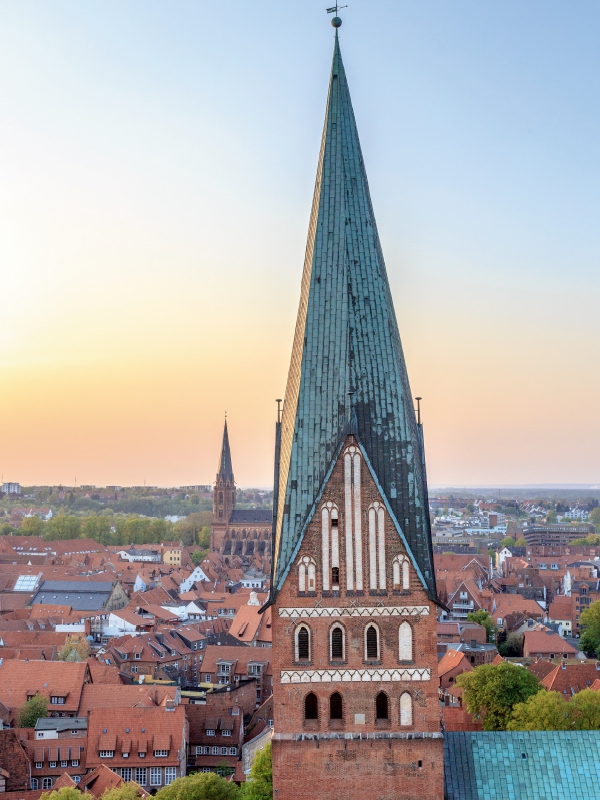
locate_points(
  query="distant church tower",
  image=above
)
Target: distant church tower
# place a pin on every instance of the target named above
(353, 594)
(241, 536)
(223, 495)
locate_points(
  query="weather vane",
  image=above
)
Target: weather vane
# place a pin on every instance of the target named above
(336, 21)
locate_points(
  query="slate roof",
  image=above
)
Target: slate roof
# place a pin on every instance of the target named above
(80, 595)
(521, 765)
(347, 339)
(225, 472)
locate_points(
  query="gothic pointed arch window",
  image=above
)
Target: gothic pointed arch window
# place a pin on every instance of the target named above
(382, 706)
(337, 642)
(405, 709)
(401, 573)
(372, 642)
(307, 575)
(302, 643)
(311, 706)
(377, 563)
(330, 547)
(336, 706)
(405, 642)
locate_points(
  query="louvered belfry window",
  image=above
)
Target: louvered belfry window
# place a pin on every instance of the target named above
(337, 644)
(372, 648)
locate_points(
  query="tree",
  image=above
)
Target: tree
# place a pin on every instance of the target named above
(483, 618)
(200, 786)
(260, 784)
(512, 647)
(508, 541)
(491, 692)
(66, 793)
(32, 710)
(198, 556)
(585, 710)
(544, 711)
(76, 648)
(589, 627)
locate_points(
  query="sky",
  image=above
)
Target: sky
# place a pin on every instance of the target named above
(158, 162)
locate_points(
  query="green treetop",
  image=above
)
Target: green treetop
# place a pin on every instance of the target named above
(32, 710)
(260, 784)
(492, 690)
(200, 786)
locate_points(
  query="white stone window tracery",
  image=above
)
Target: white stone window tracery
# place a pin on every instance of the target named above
(307, 575)
(401, 573)
(302, 643)
(330, 546)
(405, 642)
(337, 642)
(353, 519)
(405, 709)
(372, 642)
(377, 577)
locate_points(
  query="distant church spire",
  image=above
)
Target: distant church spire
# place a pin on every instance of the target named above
(225, 471)
(347, 371)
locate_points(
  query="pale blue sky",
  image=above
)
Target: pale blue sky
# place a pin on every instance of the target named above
(157, 165)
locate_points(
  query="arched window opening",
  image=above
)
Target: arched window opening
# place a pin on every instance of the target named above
(405, 642)
(381, 706)
(401, 573)
(336, 706)
(372, 643)
(405, 709)
(303, 644)
(337, 644)
(302, 578)
(311, 706)
(307, 575)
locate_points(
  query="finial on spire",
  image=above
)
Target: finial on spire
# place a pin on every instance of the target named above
(418, 399)
(336, 21)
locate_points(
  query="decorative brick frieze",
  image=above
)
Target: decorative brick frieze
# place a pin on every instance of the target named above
(353, 675)
(353, 611)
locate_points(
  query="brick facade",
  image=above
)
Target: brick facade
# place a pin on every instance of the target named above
(366, 749)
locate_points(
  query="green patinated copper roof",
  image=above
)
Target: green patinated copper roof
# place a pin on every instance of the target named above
(225, 471)
(347, 340)
(522, 765)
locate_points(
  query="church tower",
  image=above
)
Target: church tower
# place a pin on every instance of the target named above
(223, 494)
(356, 710)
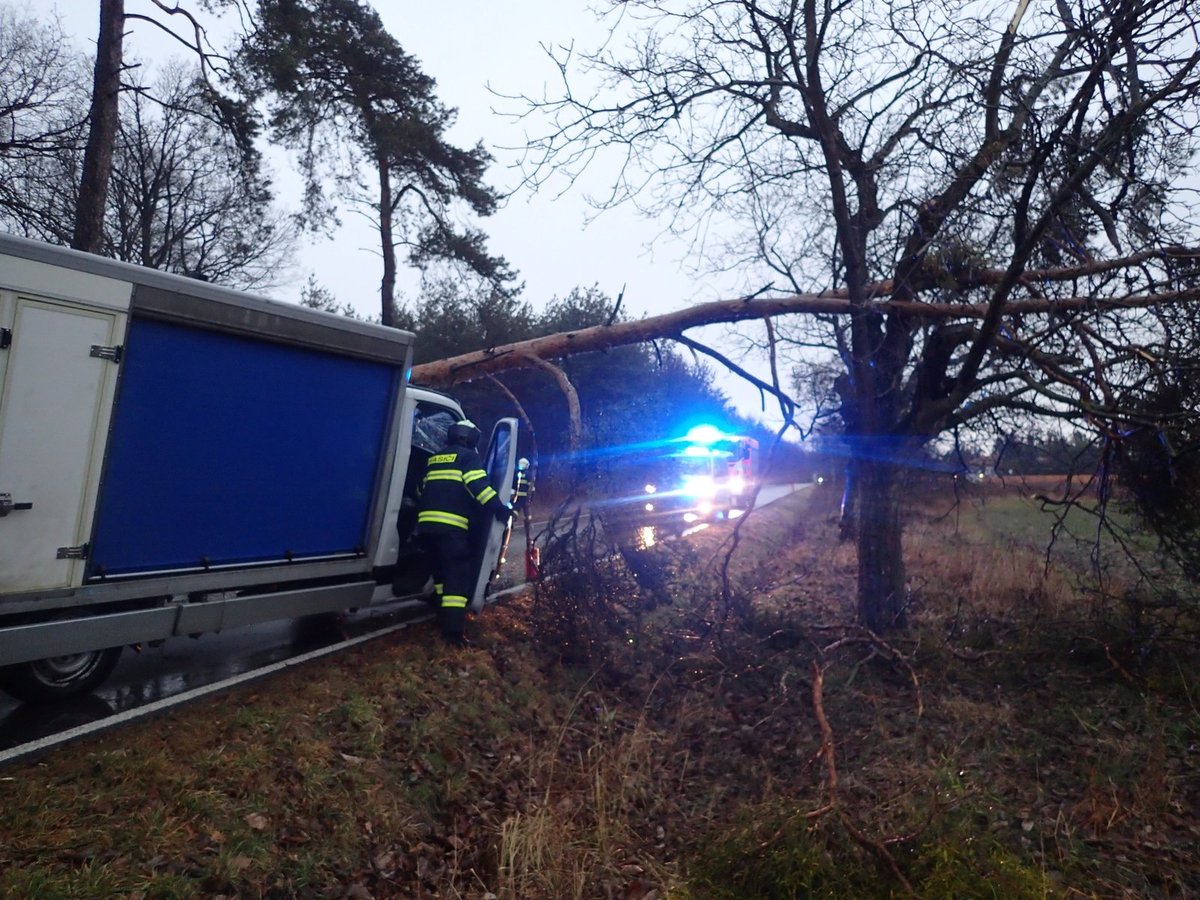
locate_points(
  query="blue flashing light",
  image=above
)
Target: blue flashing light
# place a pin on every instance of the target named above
(703, 435)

_Stated exercise_
Copy out the records above in full, exactly as written, but not the pictures.

_Exercise response_
locate_points(
  query="distant church tower",
  image=above
)
Target: distant church tower
# place a pin on every instance of the target named above
(353, 594)
(241, 536)
(223, 495)
locate_points(
  query="weather vane",
  image=above
)
Target: weather vane
# place a pin on every instance of the target named above
(336, 21)
locate_points(
  query="slate roof",
  image=above
)
Target: slate roof
# place a pin on every instance of the target named above
(80, 595)
(521, 765)
(347, 339)
(225, 472)
locate_points(
  query="gothic pointed arch window",
  image=above
)
Target: gothic pointed arch window
# place a pin on every instance of the target named above
(382, 706)
(337, 642)
(405, 709)
(401, 573)
(372, 642)
(307, 575)
(302, 643)
(311, 706)
(377, 563)
(330, 547)
(336, 706)
(405, 642)
locate_points(
  query="louvered belfry window",
  image=above
)
Target: louvered belfry window
# place a pin on every instance of the target named above
(337, 644)
(372, 648)
locate_points(
  query="tree",
  image=above
)
Target: tree
# place a pin on every instance of the target named above
(483, 618)
(200, 786)
(260, 784)
(512, 647)
(508, 541)
(491, 692)
(66, 793)
(32, 710)
(198, 556)
(585, 710)
(544, 711)
(76, 648)
(589, 627)
locate_points(
  query="sky",
  image=above
)
Target: sky
# place a pin on every instance of the target named above
(158, 162)
locate_points(
  query="green treetop",
  image=above
)
Target: green treetop
# place a pin on every instance of the target named above
(32, 710)
(260, 784)
(492, 690)
(200, 786)
locate_points(
  query="white stone window tracery",
  image=above
)
Target: white stone window tracery
# place a pin on every instance of the target named above
(307, 575)
(401, 573)
(302, 643)
(330, 546)
(405, 642)
(337, 642)
(353, 519)
(405, 709)
(372, 642)
(377, 577)
locate_points(
  query="distant church spire",
  image=above
)
Target: distant church spire
# place a pin on every instance of the target named above
(225, 471)
(347, 371)
locate_points(
  query="pale blue sky",
  image=above
)
Target: pale blue sky
# place a pin on every instance of the target named above
(157, 165)
locate_points(
  query="arched window opening",
  image=above
)
Target: arched window opening
# place a pin on every instance of the target named above
(405, 642)
(381, 706)
(401, 573)
(336, 706)
(372, 643)
(405, 709)
(303, 644)
(337, 644)
(302, 578)
(311, 706)
(307, 575)
locate_points(
  query="finial on spire",
  image=above
)
Target: finial on spire
# place a pin on every instance of the target named above
(418, 399)
(336, 21)
locate_points(
  query="decorative brick frieze",
  image=above
)
Target: decorative brick frieze
# place a pin on every instance of the target named above
(353, 675)
(353, 611)
locate_points(
  query="brick facade",
  image=above
)
Target: brick facade
# place a pin on every instance of the target named above
(366, 749)
locate_points(
  query="green patinated copper roof",
  image=above
)
Target: green patinated copper roof
# place a pin on every instance of the target named above
(225, 471)
(347, 340)
(522, 765)
locate_points(
  query="church tower",
  image=above
)
Target: church tower
# place a pin on every instance of the target named above
(223, 494)
(356, 710)
locate_points(
  query="blue flashing light",
  image=above
)
Target: blue flashing light
# place a pin on every instance of the target named above
(703, 435)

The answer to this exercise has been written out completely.